Dataset entries:
····················
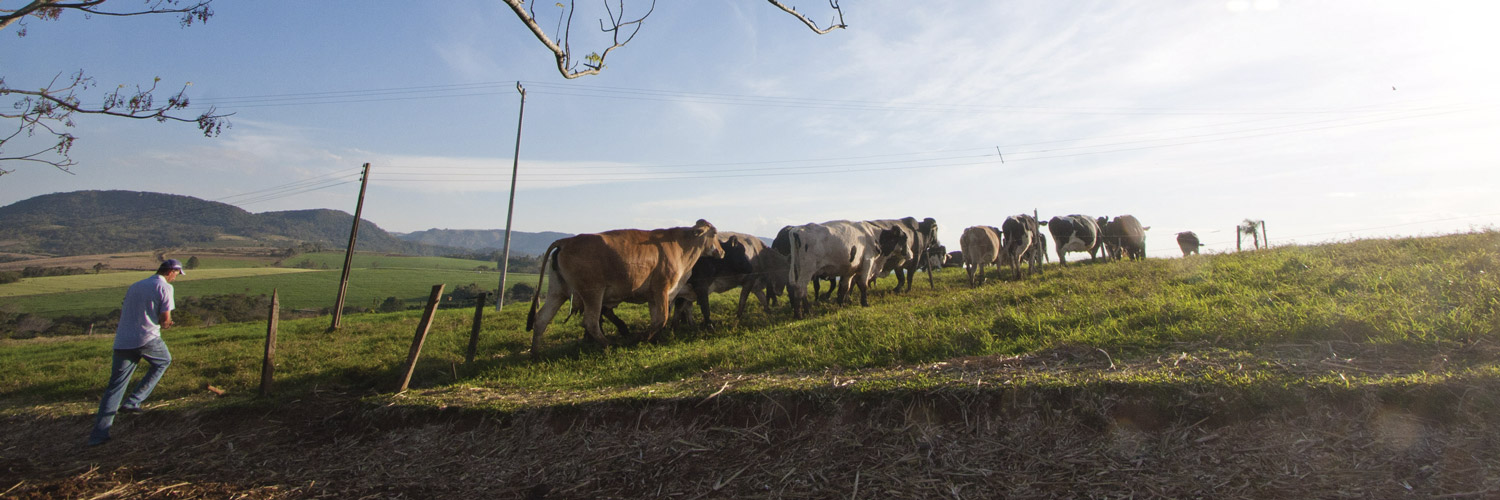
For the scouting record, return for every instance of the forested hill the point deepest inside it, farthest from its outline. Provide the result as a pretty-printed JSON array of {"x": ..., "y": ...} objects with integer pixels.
[
  {"x": 86, "y": 222},
  {"x": 521, "y": 243}
]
····················
◆ What you need to do
Print the data above in full and exactly as it appears, skipping the pictures.

◆ Answer section
For the scouting record, return for every instance of the forested hill the point deepest inside it, farthest from its outline. Provide the result as a pretty-printed JSON array of {"x": ..., "y": ...} objects with integer pixels.
[
  {"x": 86, "y": 222},
  {"x": 521, "y": 243}
]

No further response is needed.